Saved entries:
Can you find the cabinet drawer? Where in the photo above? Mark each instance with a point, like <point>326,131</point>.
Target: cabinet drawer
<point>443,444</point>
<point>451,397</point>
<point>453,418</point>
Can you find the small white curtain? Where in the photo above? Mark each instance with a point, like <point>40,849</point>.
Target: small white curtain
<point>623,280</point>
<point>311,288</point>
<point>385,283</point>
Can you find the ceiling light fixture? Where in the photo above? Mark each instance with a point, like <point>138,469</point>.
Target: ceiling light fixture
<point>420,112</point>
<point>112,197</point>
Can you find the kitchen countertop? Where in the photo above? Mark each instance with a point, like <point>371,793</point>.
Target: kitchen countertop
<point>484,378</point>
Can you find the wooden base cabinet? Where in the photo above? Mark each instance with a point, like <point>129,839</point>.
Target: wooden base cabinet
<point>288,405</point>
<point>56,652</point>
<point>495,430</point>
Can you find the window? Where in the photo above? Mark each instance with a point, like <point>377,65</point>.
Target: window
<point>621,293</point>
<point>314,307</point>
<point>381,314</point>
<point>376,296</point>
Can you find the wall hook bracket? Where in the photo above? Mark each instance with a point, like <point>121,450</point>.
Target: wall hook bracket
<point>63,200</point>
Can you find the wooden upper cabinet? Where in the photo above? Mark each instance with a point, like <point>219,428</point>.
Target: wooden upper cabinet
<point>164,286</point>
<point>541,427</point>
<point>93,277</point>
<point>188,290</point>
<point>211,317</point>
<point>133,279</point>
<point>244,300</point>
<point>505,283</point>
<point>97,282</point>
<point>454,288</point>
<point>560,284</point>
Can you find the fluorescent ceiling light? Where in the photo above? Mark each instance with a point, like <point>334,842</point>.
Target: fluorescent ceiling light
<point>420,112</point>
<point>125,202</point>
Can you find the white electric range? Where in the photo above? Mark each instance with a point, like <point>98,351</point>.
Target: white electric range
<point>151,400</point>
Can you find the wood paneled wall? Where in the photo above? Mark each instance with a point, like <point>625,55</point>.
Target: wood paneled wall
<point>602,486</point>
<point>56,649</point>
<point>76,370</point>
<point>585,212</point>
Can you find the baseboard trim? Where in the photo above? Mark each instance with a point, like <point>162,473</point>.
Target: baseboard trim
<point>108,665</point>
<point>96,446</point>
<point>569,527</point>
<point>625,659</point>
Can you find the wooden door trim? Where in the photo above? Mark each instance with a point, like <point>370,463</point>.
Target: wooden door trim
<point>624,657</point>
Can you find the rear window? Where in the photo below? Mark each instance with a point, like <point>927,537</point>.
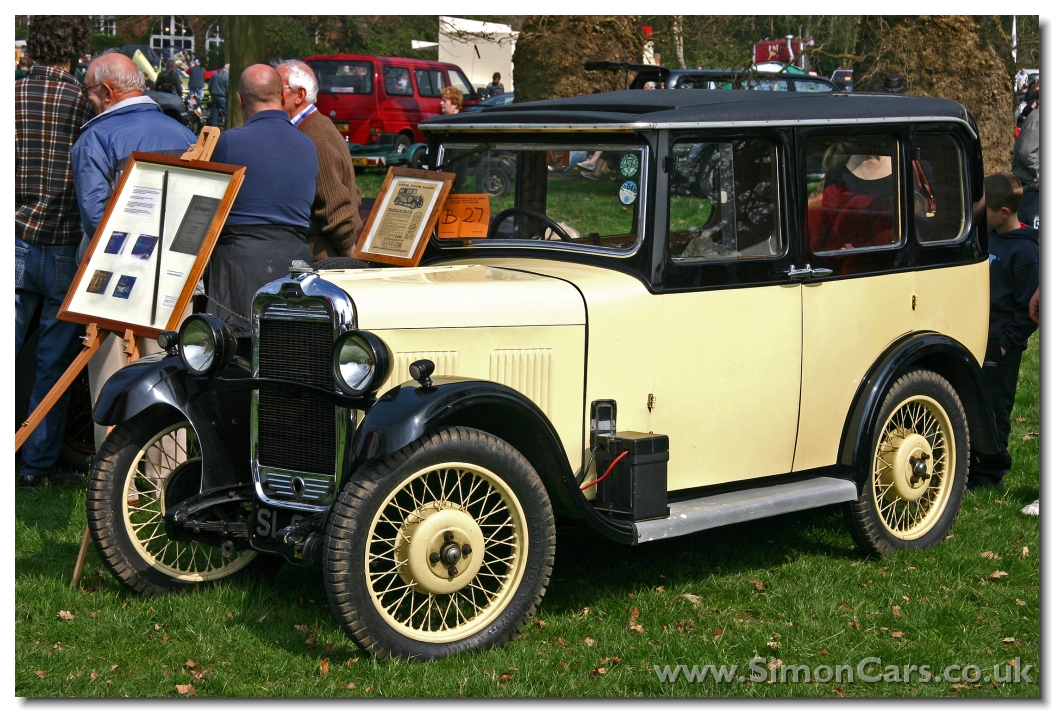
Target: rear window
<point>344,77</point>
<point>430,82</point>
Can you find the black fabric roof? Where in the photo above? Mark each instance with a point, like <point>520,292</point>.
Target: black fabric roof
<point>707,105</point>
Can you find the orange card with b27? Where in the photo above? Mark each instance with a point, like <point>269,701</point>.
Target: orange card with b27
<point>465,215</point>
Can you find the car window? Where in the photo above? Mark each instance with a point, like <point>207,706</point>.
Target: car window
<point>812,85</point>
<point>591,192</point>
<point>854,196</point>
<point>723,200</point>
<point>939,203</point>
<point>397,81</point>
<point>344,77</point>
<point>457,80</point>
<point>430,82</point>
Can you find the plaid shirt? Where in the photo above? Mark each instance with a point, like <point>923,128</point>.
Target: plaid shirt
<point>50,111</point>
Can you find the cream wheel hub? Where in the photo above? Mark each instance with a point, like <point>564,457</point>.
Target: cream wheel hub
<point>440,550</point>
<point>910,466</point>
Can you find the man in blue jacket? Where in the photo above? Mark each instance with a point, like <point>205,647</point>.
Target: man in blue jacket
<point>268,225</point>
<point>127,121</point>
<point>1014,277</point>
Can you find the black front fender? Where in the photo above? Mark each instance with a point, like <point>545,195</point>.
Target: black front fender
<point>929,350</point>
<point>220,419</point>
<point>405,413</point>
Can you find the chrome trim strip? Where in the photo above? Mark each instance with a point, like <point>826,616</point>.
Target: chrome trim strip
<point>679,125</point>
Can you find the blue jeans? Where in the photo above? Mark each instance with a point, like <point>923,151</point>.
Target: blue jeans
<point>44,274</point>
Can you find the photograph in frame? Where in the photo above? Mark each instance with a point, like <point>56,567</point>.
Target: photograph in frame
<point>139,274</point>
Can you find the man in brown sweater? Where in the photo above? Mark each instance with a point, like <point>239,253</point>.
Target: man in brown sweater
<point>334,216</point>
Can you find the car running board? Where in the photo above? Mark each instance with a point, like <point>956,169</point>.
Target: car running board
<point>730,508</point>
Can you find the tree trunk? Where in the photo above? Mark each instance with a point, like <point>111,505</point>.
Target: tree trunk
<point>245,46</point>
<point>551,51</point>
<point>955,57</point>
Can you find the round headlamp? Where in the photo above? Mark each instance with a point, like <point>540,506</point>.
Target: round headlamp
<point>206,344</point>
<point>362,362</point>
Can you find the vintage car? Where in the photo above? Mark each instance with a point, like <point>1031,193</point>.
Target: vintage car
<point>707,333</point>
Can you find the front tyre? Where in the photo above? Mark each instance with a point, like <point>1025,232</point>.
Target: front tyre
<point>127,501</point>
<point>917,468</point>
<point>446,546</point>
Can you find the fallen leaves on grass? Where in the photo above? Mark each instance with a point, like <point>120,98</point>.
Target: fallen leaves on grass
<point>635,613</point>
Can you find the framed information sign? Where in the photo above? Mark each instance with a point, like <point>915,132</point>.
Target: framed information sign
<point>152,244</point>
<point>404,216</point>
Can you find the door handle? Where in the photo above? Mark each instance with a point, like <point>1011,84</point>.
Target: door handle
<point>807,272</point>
==
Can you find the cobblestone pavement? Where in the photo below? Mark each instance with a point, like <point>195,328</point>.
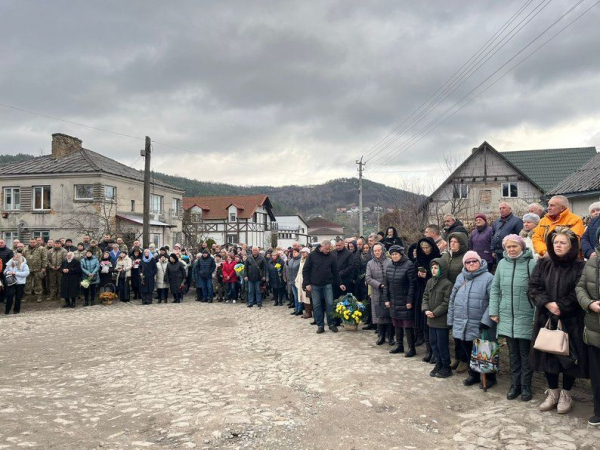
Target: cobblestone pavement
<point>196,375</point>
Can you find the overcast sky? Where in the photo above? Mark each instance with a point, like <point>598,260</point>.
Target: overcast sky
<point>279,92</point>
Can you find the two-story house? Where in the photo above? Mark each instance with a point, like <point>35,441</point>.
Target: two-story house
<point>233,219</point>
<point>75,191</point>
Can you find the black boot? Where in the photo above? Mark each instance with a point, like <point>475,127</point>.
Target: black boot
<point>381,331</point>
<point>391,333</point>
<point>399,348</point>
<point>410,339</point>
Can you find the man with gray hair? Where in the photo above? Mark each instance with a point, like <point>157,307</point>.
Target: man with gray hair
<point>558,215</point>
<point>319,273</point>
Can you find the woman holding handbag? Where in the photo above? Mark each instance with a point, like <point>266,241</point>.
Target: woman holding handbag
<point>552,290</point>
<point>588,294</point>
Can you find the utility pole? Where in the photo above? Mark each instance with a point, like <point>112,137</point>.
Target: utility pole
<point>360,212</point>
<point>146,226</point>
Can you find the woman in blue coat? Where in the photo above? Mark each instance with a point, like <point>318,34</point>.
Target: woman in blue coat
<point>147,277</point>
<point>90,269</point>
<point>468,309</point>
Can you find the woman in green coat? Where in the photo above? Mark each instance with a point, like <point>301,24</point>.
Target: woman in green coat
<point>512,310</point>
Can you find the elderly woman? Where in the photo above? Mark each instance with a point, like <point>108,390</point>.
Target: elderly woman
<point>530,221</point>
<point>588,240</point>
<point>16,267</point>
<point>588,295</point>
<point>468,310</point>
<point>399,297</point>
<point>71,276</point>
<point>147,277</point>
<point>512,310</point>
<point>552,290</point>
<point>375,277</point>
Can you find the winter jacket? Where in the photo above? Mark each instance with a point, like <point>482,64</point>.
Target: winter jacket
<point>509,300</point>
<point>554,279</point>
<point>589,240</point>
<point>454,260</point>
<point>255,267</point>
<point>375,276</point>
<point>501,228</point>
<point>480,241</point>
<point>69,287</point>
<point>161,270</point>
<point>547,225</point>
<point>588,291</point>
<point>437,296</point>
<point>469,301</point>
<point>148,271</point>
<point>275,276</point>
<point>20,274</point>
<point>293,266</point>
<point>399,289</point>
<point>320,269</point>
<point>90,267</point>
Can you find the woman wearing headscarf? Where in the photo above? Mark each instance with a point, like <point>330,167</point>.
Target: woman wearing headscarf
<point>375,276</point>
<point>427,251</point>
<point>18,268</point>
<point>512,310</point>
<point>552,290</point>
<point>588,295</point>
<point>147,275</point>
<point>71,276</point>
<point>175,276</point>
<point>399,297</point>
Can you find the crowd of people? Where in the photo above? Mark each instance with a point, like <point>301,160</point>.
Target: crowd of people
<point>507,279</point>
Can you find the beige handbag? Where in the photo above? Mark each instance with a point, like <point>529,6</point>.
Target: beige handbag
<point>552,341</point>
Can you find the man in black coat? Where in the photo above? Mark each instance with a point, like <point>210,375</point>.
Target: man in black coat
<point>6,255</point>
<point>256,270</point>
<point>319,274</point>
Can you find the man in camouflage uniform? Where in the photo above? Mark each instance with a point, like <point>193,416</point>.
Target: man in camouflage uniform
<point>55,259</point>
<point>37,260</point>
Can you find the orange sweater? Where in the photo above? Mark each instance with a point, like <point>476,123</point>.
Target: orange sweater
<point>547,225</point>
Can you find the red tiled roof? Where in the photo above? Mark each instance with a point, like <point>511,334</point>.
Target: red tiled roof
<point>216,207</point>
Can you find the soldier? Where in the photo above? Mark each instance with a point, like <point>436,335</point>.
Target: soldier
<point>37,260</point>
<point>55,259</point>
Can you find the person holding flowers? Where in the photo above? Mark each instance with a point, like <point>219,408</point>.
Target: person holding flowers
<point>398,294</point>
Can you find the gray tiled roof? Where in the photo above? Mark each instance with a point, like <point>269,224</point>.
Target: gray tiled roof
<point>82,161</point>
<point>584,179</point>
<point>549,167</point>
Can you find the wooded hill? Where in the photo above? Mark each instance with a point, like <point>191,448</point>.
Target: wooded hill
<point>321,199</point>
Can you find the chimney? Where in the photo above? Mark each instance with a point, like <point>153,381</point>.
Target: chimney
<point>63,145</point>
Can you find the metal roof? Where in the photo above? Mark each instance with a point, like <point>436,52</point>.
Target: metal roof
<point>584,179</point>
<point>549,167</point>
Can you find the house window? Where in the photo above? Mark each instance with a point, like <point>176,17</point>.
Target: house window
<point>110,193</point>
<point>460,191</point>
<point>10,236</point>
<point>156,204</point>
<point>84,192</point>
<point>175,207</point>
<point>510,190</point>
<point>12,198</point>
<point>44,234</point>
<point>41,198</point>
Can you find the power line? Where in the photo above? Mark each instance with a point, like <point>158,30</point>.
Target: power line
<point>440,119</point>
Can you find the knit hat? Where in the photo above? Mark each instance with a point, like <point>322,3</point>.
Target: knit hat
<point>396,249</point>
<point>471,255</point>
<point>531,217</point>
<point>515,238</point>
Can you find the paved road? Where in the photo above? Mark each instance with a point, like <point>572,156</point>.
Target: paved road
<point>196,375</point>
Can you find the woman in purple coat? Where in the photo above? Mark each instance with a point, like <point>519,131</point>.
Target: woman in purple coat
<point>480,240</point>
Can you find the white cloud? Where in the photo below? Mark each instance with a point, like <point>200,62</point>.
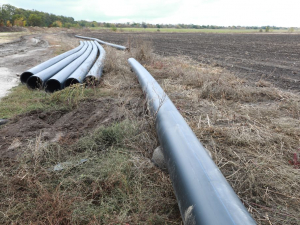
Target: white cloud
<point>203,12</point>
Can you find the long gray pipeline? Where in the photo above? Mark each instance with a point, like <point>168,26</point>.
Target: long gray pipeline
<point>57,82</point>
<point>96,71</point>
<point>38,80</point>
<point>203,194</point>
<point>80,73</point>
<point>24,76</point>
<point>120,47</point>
---
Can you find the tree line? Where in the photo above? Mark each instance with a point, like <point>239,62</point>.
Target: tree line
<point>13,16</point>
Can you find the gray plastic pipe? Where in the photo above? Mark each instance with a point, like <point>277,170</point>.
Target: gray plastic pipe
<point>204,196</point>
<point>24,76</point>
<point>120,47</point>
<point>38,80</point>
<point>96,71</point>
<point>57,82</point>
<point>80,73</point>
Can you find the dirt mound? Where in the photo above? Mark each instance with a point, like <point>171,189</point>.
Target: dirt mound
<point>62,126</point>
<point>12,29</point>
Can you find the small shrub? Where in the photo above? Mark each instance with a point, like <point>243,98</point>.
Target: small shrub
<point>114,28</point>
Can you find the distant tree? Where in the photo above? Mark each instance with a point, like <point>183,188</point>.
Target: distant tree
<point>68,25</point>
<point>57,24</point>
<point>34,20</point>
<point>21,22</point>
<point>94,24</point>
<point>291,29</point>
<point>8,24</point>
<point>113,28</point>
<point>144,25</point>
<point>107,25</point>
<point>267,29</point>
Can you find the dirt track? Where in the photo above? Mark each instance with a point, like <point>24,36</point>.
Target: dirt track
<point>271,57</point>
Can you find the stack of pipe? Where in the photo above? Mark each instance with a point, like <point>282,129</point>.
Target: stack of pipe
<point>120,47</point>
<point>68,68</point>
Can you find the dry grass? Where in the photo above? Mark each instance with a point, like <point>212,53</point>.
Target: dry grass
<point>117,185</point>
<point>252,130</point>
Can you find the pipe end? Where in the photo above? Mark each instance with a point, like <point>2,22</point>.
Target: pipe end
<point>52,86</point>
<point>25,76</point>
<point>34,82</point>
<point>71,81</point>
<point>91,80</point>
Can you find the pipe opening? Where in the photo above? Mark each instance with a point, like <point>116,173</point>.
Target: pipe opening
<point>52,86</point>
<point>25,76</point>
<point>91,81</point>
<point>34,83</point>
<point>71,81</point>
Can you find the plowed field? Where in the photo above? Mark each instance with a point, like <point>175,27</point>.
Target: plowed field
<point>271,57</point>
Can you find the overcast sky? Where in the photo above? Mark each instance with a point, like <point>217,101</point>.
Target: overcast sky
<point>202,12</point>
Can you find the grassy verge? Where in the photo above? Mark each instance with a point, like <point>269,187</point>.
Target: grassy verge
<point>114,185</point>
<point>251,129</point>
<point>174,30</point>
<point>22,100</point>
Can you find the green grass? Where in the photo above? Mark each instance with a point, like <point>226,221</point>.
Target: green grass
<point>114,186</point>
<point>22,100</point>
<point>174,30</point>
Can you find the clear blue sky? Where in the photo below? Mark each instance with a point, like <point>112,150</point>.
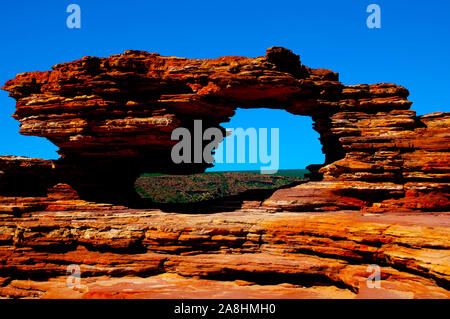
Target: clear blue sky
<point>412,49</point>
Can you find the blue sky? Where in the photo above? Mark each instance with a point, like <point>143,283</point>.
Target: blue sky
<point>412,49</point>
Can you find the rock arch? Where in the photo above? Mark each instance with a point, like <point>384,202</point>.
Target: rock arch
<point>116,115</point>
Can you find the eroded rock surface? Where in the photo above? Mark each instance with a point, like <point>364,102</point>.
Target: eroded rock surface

### [TASK TO CARRY OUT]
When you reach the line containing "Target: elderly woman" in the data above, start copying exactly, and stop after the line containing "Can you find the red".

### [OUTPUT OF THE TASK]
Target: elderly woman
<point>530,221</point>
<point>588,240</point>
<point>16,267</point>
<point>588,295</point>
<point>468,310</point>
<point>399,297</point>
<point>71,276</point>
<point>147,277</point>
<point>512,310</point>
<point>552,290</point>
<point>375,277</point>
Can you find the winter jacket? Where in the photo above? Mark each instance with a point, like <point>482,64</point>.
Target: winter jacket
<point>509,300</point>
<point>554,279</point>
<point>589,240</point>
<point>454,260</point>
<point>255,267</point>
<point>375,276</point>
<point>501,228</point>
<point>480,241</point>
<point>69,287</point>
<point>161,270</point>
<point>547,225</point>
<point>588,291</point>
<point>437,296</point>
<point>469,301</point>
<point>148,271</point>
<point>275,276</point>
<point>20,274</point>
<point>293,266</point>
<point>399,289</point>
<point>320,269</point>
<point>90,267</point>
Can you find the woman wearing headscarf? Where in the photo above? Mark each instance with a point, like <point>330,167</point>.
Target: woman wearing headscarf
<point>375,276</point>
<point>427,251</point>
<point>18,268</point>
<point>512,310</point>
<point>552,290</point>
<point>588,295</point>
<point>147,275</point>
<point>71,276</point>
<point>175,276</point>
<point>399,297</point>
Can you find the crowd of people? Where in the photo above? Mark each instance with a point, like <point>301,160</point>.
Target: crowd of people
<point>507,279</point>
Can you find the beige handbag? Where in the photo above? Mark each instance with a point, like <point>529,6</point>.
Target: beige handbag
<point>552,341</point>
Can you find the man in black coat? Where in the photo above? Mark each instance with a point, like <point>210,375</point>.
Target: man in black coat
<point>6,255</point>
<point>256,270</point>
<point>319,274</point>
Can you find the man in camouflage uniform? Where in the photo above? Mark each instance with a point, like <point>193,416</point>.
Target: man in camouflage uniform
<point>55,259</point>
<point>37,260</point>
Can you find the orange sweater? Where in the photo above? Mark each instance with a point, like <point>476,123</point>.
Target: orange sweater
<point>547,225</point>
Can you find the red tiled roof? Where in the photo above? Mark each instance with a point, like <point>511,334</point>.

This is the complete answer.